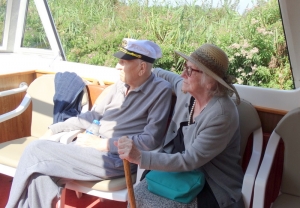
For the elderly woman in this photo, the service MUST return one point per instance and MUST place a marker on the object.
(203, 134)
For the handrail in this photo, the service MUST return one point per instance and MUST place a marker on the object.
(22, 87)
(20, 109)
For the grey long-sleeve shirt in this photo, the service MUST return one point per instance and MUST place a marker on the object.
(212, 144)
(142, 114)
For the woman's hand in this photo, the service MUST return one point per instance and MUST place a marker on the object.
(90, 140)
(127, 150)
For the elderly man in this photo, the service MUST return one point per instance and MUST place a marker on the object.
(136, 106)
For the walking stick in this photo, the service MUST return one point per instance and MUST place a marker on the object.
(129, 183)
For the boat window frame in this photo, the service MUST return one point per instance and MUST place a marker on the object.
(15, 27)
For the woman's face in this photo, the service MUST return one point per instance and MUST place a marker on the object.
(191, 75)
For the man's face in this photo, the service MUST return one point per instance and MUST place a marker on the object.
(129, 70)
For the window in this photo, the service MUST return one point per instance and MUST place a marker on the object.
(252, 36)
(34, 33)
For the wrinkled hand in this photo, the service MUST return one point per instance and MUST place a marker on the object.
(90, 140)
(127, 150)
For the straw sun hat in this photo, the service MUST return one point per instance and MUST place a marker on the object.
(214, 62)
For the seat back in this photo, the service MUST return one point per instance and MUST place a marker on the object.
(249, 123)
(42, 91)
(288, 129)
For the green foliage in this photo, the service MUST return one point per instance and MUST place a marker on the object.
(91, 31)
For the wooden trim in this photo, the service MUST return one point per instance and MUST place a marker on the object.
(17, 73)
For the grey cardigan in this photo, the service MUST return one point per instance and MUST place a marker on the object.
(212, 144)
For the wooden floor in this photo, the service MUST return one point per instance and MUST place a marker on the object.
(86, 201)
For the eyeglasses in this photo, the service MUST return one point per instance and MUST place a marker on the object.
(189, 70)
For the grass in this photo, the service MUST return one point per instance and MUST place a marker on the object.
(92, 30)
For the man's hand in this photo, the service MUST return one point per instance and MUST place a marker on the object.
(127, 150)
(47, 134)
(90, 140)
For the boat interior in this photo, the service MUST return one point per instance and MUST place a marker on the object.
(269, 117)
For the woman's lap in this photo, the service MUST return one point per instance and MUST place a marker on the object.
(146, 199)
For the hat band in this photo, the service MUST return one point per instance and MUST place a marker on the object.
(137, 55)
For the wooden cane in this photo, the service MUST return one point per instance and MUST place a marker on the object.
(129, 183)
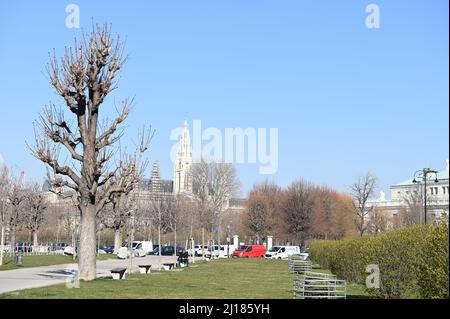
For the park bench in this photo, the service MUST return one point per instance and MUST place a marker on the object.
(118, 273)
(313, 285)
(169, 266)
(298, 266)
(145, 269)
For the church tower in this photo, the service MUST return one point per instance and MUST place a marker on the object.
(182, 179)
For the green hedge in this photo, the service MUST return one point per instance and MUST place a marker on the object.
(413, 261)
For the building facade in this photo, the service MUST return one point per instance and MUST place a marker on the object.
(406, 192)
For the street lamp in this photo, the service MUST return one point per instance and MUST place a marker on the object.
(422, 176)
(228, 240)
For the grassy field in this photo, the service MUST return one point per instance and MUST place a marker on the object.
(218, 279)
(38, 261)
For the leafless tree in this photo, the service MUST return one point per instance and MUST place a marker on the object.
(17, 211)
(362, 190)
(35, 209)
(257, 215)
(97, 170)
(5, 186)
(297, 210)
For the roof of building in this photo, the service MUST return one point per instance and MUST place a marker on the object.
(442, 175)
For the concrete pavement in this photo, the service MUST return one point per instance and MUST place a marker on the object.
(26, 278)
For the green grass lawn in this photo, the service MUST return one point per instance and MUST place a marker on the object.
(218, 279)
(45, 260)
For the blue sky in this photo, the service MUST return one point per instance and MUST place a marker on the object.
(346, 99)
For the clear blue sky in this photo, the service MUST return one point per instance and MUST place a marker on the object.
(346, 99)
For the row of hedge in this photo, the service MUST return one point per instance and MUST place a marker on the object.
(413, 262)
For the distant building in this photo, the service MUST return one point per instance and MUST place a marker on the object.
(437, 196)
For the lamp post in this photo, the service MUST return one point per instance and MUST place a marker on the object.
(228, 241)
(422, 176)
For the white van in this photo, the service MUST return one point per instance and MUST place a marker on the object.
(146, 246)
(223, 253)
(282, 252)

##########

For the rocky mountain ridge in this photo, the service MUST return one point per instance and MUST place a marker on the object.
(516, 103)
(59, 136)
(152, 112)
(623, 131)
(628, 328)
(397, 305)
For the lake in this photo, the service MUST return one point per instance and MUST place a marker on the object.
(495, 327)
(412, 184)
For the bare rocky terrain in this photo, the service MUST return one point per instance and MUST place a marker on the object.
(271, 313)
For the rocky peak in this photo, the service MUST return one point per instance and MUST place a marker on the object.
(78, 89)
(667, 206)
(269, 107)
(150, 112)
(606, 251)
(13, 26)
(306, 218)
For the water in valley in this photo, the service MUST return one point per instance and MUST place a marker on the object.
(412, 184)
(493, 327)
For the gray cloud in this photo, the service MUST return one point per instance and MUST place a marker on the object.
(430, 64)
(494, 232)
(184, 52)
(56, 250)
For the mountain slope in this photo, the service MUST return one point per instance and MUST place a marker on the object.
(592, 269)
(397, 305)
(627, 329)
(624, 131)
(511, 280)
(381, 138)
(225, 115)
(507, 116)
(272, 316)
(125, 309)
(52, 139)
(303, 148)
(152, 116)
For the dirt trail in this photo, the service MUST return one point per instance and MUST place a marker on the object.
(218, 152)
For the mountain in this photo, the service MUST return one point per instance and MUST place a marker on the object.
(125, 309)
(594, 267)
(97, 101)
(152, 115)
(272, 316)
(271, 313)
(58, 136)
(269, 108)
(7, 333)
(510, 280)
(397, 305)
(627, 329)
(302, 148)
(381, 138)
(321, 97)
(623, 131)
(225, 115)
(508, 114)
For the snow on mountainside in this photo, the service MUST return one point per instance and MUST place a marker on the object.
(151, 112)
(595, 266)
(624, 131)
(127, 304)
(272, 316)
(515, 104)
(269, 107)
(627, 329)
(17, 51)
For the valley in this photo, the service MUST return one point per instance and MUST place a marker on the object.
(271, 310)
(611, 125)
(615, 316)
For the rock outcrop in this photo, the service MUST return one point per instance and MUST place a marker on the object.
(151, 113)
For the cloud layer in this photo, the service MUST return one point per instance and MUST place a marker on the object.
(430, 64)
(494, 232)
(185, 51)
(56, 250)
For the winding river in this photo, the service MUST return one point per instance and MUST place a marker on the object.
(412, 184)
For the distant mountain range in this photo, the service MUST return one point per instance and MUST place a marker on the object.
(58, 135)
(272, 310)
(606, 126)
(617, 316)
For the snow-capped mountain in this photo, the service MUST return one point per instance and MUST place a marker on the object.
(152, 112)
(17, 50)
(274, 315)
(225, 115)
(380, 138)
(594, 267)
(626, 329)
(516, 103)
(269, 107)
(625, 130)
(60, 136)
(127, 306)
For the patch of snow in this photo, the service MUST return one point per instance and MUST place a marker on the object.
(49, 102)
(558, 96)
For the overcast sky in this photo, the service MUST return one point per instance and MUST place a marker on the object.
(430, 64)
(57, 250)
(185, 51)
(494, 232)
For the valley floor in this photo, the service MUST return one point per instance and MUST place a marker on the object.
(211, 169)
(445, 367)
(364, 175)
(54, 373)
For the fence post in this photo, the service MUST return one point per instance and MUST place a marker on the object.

##########

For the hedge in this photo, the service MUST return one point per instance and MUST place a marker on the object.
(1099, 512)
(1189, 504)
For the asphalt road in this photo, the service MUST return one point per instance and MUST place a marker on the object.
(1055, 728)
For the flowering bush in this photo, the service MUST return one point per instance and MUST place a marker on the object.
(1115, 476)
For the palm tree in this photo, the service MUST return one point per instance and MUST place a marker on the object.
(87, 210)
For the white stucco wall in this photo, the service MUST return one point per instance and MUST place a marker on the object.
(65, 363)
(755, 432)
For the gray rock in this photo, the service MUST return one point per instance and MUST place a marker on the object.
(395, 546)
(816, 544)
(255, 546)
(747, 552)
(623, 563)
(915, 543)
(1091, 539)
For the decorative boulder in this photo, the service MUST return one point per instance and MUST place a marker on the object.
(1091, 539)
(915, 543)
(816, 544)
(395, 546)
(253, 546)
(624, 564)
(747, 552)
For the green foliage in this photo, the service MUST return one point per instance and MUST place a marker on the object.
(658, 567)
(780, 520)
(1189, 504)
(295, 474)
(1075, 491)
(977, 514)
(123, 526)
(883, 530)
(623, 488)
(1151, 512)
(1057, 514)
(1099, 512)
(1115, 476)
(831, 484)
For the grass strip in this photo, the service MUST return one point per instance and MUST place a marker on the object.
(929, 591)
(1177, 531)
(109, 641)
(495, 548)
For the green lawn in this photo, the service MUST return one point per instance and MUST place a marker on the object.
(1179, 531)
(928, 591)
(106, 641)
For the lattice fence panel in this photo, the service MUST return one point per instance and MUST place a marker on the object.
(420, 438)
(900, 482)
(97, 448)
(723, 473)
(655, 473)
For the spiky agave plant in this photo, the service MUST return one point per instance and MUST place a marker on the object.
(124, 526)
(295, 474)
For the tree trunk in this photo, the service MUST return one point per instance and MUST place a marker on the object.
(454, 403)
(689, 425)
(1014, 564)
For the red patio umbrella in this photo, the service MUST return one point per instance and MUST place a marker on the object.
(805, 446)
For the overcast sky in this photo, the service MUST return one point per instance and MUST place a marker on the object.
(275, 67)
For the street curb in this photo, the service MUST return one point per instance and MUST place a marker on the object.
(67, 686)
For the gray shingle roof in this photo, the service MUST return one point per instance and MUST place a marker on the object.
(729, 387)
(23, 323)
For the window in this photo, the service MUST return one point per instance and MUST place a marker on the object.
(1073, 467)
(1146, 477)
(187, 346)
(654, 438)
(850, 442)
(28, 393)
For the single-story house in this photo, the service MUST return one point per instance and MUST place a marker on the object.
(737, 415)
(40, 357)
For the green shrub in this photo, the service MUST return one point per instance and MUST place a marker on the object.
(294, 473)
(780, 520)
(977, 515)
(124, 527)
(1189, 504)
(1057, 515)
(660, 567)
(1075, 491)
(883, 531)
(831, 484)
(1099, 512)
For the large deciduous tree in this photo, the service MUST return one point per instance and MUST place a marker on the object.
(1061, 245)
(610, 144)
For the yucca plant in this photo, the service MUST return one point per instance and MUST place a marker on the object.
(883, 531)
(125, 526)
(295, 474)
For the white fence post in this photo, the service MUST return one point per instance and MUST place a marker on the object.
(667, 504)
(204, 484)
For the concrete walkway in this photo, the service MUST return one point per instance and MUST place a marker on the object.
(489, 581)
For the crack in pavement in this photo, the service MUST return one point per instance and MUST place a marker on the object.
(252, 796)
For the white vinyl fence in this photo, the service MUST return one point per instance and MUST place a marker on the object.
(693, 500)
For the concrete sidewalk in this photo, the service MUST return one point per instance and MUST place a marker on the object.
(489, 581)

##########

Report how many lines of the records above contain the word "distant", giving the number alone.

2